Task objective: Can you return the listing below verbatim, from the line containing "[trace] **sky**" through the line containing "Trace the outline of every instance of the **sky**.", with both of those lines included?

Records provided:
┄┄┄┄┄┄┄┄┄┄┄┄┄┄┄┄┄┄┄┄

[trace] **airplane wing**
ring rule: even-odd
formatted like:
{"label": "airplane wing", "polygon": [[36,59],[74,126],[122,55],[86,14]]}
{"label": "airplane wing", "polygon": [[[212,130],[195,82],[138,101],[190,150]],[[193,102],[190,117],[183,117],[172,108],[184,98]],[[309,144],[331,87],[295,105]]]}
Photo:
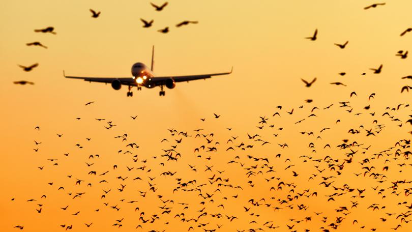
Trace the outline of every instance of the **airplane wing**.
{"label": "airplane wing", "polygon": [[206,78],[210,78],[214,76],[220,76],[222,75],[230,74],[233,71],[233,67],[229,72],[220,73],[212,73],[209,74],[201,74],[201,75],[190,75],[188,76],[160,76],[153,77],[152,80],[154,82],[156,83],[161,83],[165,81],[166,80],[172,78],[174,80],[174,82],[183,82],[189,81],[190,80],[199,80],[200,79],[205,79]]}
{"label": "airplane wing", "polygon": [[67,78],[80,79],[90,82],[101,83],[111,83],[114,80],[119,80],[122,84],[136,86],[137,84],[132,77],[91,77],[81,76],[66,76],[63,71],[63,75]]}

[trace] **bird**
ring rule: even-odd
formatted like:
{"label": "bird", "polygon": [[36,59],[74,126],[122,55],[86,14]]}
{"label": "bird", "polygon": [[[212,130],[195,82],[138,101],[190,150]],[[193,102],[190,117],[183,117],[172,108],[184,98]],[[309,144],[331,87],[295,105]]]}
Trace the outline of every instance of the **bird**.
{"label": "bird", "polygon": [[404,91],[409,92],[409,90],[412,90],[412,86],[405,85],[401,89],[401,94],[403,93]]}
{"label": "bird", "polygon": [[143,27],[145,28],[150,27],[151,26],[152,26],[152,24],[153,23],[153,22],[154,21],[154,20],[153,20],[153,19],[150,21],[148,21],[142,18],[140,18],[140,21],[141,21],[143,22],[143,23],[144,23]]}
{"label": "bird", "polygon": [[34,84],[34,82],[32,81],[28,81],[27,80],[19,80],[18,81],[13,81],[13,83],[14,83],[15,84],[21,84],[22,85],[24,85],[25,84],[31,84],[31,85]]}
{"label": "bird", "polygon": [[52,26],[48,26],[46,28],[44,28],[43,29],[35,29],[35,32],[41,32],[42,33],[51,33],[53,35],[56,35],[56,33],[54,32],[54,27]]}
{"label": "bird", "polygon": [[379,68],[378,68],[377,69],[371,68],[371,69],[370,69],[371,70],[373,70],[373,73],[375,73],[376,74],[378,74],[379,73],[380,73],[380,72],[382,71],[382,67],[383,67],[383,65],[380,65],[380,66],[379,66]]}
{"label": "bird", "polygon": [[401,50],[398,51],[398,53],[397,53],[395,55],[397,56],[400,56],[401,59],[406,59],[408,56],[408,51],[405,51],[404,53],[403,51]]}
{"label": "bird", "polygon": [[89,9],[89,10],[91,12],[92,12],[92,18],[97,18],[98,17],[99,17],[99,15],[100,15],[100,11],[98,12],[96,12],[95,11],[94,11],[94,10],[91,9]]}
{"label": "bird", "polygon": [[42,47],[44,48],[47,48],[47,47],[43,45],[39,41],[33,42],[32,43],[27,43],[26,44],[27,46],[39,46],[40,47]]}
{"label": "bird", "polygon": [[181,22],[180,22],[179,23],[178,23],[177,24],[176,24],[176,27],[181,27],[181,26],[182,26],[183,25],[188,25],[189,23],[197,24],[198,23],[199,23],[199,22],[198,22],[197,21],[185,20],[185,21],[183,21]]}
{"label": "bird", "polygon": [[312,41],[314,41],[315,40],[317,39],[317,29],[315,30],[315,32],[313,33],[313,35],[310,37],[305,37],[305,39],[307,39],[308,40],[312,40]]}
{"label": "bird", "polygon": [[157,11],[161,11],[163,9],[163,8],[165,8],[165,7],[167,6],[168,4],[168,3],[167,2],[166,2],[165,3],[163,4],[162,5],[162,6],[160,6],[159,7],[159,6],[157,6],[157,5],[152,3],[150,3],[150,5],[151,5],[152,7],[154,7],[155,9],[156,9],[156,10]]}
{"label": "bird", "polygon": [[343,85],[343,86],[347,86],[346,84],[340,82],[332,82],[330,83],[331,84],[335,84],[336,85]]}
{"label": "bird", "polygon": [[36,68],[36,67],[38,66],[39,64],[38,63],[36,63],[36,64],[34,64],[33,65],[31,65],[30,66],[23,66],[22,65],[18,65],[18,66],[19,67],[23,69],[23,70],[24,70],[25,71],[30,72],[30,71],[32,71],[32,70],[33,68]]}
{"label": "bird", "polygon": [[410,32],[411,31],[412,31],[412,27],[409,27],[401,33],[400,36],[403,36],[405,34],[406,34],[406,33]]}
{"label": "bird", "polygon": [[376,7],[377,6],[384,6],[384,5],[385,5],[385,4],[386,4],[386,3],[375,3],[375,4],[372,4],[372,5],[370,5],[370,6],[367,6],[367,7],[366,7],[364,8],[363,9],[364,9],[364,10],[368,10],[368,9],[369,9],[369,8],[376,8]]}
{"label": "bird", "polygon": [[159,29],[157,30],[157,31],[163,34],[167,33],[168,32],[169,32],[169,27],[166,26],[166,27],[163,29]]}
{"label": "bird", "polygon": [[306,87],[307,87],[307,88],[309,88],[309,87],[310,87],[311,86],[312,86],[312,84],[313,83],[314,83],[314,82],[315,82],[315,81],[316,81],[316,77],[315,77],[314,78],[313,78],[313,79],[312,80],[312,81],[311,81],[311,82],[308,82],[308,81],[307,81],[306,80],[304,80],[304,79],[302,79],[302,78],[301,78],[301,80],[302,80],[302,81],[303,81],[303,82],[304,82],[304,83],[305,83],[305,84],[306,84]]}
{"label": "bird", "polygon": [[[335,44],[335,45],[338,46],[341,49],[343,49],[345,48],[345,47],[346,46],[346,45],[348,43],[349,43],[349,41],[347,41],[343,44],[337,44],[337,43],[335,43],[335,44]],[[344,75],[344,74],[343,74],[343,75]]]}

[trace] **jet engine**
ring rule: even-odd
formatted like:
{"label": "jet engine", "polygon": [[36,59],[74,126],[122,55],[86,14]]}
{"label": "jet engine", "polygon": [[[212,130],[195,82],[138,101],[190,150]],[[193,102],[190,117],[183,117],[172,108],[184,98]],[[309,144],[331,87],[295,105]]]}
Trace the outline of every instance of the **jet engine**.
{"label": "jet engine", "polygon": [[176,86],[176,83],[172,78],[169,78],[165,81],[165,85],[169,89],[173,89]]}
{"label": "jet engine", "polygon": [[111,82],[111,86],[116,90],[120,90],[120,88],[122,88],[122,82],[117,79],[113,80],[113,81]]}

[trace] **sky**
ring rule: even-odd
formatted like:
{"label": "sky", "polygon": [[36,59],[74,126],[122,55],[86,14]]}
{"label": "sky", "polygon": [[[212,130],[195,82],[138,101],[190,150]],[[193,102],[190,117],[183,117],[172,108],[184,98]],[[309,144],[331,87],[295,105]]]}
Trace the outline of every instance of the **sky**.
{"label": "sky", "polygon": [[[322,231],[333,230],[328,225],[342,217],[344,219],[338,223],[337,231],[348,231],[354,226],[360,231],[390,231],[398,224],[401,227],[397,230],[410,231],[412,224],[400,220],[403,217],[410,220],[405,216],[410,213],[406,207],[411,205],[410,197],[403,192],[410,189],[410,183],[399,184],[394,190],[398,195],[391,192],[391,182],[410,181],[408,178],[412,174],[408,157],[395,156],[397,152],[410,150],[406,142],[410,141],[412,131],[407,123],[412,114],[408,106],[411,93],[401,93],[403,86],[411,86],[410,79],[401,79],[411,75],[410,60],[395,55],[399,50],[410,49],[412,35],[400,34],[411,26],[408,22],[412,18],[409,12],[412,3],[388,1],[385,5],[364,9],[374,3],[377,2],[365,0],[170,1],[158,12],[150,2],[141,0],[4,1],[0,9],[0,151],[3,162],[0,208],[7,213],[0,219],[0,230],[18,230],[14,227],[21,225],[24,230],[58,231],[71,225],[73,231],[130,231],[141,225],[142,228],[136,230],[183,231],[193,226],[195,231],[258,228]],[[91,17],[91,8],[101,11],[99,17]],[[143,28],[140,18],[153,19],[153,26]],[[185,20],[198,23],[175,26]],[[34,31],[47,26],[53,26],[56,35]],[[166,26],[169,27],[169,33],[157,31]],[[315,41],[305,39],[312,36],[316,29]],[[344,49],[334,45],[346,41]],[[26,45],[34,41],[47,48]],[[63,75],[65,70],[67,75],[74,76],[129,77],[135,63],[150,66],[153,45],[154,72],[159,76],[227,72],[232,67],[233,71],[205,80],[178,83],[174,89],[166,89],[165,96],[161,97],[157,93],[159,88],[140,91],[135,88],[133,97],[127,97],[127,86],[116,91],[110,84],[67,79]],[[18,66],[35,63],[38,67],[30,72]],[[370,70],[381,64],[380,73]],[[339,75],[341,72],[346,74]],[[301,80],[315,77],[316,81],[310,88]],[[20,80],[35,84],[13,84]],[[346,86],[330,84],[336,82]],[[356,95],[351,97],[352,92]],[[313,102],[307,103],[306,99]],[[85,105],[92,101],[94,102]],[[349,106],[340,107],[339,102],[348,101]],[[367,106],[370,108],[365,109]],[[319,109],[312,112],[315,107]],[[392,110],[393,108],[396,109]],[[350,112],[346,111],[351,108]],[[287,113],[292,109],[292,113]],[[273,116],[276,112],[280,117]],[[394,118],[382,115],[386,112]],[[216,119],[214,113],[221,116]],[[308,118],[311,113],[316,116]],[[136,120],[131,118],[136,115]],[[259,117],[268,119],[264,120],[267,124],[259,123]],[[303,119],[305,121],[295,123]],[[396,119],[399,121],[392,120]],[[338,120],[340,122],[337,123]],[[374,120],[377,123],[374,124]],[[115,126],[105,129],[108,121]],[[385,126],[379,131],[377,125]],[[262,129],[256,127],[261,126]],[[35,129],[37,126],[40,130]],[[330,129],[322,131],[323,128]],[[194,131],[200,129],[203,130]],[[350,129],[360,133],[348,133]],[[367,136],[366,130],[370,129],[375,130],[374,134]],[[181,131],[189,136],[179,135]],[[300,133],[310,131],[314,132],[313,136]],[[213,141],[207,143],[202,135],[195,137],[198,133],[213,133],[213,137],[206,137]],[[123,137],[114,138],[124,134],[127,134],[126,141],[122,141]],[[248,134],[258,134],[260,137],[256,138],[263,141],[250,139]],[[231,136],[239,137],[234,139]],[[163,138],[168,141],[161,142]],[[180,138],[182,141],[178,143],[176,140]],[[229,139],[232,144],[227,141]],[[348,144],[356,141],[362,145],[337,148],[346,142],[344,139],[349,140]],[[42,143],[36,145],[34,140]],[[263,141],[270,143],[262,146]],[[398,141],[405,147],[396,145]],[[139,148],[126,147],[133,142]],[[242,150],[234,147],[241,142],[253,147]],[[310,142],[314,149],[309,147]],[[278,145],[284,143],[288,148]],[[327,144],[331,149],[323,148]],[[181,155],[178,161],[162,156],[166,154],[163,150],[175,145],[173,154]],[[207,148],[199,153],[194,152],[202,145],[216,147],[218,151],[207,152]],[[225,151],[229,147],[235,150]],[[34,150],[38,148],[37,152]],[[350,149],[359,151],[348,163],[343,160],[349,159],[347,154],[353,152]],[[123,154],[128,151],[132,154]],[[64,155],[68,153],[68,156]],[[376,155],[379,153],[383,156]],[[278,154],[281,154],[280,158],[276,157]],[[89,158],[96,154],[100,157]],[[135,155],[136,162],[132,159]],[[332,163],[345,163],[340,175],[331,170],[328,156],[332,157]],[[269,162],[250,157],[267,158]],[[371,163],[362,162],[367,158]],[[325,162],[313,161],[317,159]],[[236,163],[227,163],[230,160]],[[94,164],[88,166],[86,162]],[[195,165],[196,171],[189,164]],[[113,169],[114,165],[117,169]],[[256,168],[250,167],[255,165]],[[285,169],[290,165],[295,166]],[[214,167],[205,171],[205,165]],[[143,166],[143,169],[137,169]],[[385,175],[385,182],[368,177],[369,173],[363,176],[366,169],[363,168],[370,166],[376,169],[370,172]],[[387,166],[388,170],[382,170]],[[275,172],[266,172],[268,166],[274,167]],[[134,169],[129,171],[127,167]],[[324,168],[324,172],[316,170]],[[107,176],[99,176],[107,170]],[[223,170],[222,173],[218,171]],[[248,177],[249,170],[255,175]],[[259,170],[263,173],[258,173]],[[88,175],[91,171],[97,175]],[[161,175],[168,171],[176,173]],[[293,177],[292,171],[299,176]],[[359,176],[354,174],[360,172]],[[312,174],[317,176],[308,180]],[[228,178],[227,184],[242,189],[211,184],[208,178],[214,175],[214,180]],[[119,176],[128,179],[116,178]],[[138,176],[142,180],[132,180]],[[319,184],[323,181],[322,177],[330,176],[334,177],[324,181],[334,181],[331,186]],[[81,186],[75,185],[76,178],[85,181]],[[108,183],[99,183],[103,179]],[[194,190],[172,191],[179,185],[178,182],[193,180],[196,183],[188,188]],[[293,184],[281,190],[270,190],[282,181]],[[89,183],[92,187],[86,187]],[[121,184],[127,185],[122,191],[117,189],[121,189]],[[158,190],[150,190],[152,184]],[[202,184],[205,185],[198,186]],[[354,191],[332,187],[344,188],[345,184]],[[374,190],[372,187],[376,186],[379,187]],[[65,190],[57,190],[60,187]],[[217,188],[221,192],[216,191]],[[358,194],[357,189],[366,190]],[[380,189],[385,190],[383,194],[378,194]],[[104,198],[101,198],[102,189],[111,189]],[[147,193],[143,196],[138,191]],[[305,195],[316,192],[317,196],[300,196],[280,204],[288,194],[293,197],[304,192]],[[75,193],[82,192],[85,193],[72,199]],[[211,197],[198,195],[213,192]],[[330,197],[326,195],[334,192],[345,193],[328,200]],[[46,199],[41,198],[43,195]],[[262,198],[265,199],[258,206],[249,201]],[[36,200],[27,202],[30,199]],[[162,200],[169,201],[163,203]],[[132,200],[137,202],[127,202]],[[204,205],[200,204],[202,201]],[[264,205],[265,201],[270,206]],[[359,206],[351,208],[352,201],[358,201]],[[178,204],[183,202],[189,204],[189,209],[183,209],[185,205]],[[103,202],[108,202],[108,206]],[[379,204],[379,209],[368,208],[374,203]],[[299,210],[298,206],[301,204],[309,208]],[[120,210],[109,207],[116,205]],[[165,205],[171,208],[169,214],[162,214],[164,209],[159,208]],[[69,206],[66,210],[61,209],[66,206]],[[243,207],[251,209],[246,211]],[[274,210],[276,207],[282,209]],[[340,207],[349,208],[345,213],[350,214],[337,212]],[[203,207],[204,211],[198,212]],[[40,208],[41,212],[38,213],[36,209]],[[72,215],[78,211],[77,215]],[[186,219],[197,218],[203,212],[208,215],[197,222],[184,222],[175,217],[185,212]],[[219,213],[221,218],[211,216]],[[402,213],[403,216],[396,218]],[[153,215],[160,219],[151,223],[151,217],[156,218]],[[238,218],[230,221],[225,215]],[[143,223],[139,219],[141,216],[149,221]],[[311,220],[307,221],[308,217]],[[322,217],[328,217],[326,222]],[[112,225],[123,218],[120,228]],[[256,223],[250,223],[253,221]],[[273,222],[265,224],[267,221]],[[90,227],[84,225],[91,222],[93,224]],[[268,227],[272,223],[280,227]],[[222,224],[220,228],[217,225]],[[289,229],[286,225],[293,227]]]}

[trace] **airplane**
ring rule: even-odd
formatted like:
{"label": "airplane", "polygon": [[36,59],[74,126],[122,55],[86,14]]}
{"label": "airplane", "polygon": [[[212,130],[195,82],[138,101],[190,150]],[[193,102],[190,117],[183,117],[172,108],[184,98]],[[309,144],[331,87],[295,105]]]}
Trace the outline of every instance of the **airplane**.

┄┄┄┄┄┄┄┄┄┄┄┄┄┄┄┄┄┄┄┄

The answer:
[trace] **sky**
ring rule: even-odd
formatted like:
{"label": "sky", "polygon": [[36,59],[74,126],[122,55],[86,14]]}
{"label": "sky", "polygon": [[[212,130],[195,82],[138,101],[190,150]],[[193,102],[190,117],[183,117],[172,108],[184,98]],[[309,144],[331,87],[295,105]]]}
Trace the outline of every instance of the **sky**.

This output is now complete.